Natural-language object grounding data:

^^^^^^^^^^^^^^^^

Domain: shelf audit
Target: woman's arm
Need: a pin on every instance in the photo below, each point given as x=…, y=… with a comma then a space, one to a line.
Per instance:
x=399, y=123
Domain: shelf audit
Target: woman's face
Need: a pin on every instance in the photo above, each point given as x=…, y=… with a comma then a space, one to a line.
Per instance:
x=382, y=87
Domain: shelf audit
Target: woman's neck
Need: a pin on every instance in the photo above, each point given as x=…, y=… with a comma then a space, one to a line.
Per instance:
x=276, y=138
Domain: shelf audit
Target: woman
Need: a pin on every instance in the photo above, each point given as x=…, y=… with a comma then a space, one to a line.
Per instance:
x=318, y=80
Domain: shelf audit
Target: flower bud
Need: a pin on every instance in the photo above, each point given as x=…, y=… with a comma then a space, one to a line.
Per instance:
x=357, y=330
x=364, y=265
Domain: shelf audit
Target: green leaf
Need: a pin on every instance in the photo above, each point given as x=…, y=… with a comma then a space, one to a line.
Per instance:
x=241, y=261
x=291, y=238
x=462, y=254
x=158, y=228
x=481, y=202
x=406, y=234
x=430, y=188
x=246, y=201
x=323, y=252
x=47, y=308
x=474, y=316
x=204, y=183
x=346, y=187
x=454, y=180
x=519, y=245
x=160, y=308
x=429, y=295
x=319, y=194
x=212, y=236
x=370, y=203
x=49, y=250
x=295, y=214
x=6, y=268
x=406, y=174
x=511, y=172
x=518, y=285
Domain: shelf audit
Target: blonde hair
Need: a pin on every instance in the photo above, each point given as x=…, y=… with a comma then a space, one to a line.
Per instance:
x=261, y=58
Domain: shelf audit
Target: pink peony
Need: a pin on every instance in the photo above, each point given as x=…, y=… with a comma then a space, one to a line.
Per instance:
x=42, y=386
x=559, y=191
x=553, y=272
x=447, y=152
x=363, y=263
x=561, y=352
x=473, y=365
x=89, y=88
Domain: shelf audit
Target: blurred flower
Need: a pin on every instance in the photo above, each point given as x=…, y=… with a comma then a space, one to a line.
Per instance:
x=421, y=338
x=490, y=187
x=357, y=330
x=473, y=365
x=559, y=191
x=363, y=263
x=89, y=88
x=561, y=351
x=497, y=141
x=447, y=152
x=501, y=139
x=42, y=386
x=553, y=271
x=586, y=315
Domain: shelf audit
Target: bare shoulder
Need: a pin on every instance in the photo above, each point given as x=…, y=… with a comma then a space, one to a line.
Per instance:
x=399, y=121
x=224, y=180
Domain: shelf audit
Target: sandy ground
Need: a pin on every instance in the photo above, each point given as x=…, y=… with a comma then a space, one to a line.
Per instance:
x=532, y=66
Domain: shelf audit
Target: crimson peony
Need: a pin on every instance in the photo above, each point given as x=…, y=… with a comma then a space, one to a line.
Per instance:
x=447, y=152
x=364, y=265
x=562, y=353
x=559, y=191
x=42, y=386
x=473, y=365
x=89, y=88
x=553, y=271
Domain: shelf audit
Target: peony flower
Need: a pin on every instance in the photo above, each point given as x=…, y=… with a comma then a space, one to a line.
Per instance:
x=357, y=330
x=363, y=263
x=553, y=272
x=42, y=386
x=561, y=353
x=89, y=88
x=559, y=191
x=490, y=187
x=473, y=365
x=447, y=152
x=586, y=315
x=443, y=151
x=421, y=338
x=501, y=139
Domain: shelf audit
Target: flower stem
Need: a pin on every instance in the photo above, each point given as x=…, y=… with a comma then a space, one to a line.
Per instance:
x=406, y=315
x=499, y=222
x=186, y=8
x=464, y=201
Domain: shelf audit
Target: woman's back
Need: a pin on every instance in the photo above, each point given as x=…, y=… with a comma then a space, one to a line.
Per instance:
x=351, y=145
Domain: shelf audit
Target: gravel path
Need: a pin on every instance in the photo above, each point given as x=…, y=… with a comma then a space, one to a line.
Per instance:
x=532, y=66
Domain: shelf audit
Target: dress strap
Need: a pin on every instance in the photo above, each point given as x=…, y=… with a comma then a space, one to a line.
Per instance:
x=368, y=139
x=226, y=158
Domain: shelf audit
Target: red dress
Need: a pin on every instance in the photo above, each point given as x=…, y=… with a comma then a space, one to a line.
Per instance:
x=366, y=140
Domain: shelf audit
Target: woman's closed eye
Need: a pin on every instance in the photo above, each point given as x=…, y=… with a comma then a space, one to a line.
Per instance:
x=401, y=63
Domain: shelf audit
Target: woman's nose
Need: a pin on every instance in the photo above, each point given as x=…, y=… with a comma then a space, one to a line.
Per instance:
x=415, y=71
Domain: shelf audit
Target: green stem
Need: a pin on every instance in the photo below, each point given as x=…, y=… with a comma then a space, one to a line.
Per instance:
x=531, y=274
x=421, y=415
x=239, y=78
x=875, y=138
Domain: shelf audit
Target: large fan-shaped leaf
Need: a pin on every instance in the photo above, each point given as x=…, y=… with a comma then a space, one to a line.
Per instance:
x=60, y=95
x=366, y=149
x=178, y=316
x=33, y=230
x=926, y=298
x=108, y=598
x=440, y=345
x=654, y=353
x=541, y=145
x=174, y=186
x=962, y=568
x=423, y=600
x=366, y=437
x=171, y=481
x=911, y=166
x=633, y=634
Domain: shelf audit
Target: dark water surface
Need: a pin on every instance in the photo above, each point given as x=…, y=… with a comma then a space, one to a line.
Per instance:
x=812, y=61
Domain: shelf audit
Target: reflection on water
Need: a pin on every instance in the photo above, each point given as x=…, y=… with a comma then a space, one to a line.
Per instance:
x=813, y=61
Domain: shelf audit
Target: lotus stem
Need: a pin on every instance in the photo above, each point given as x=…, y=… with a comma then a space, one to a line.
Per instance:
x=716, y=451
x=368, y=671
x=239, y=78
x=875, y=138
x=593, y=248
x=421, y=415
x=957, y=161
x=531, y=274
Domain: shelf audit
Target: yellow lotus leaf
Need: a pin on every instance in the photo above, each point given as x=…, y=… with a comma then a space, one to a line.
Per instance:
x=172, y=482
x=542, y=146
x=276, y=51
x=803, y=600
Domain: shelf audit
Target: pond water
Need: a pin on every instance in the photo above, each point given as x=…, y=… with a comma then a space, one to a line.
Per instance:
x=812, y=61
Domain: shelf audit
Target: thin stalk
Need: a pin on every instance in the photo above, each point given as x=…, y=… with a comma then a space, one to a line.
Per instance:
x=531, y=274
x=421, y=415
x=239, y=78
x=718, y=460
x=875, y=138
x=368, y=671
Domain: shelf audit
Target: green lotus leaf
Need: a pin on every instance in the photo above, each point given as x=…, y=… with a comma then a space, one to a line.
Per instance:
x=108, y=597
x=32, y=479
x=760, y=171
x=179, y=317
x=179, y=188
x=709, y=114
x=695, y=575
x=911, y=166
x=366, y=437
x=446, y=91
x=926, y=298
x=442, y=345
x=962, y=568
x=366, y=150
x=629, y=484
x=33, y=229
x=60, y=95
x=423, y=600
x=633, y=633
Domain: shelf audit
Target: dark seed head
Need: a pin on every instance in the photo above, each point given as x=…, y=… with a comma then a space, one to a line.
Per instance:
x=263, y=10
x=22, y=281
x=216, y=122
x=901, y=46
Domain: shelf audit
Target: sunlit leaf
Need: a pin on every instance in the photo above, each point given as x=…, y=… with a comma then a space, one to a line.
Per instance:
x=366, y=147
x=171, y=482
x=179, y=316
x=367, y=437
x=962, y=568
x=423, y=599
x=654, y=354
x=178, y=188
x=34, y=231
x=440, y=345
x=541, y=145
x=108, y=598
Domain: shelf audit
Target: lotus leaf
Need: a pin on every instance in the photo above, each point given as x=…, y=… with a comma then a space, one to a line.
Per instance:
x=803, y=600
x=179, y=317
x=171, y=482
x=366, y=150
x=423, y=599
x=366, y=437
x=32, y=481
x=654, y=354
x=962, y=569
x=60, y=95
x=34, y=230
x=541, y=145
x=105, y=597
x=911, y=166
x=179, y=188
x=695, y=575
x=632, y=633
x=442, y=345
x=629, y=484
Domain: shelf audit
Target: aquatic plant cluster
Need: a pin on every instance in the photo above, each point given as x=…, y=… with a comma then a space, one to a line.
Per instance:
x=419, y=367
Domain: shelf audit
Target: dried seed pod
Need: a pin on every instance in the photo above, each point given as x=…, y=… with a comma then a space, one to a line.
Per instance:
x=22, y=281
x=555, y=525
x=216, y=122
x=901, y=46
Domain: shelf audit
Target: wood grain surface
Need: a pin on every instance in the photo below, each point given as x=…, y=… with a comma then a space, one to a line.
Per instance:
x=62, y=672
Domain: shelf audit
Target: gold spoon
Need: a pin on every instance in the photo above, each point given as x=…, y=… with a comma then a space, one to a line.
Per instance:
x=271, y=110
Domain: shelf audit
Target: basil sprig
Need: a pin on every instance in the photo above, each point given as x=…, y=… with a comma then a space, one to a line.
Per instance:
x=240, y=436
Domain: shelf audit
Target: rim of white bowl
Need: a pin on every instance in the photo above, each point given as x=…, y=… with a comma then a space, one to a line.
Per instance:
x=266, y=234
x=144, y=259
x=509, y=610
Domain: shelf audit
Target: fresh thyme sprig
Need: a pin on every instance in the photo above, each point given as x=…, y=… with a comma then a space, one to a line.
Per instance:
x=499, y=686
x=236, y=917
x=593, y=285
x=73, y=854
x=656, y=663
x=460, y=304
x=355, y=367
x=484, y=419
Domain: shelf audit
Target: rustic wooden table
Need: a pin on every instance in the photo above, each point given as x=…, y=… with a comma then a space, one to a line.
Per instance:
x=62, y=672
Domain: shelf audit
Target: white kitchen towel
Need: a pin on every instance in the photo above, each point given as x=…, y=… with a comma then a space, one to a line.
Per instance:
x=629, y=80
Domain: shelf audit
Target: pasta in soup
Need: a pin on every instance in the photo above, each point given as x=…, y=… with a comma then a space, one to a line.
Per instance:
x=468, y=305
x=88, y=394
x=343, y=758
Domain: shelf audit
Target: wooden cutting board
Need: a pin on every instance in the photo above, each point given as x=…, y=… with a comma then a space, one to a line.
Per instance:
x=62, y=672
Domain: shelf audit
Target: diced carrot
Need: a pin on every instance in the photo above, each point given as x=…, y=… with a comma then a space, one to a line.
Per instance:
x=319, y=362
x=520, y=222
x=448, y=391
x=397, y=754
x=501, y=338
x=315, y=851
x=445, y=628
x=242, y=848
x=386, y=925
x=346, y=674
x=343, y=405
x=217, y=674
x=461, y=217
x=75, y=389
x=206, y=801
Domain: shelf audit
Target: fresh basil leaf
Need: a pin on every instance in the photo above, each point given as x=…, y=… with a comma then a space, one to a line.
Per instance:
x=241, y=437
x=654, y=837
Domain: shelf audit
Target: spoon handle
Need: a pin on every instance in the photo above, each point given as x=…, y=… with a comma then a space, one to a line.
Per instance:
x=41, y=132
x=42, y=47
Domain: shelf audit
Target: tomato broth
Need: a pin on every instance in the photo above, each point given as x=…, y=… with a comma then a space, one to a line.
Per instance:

^^^^^^^^^^^^^^^^

Problem – Please return the lines above that run from the line containing "Target: thin stalk" to the line containing "Target: sunlit leaf", inclusive, exactly and with no other lines.

Task response –
Target: thin stalk
Need: a pin on every instance in the photo above, each point given as x=…, y=… with a comma then a space, one to a line.
Per instance:
x=531, y=274
x=421, y=415
x=239, y=78
x=718, y=460
x=875, y=138
x=368, y=671
Domain: shelf audit
Target: green lotus leaf
Need: a pin on every instance in the photo above, each point given as x=…, y=… with a comma then a space, one to a line.
Per instance:
x=108, y=597
x=32, y=479
x=760, y=171
x=179, y=317
x=179, y=188
x=709, y=114
x=695, y=575
x=911, y=166
x=366, y=437
x=446, y=91
x=926, y=298
x=442, y=345
x=962, y=568
x=366, y=150
x=629, y=484
x=33, y=229
x=60, y=95
x=423, y=600
x=633, y=633
Domain: shelf audit
Target: dark seed head
Need: a pin on every instance in the photo above, each point given as x=…, y=… with a comma then a space, one to a line.
Per instance:
x=263, y=10
x=22, y=281
x=216, y=122
x=901, y=46
Domain: shelf audit
Target: sunlit leaf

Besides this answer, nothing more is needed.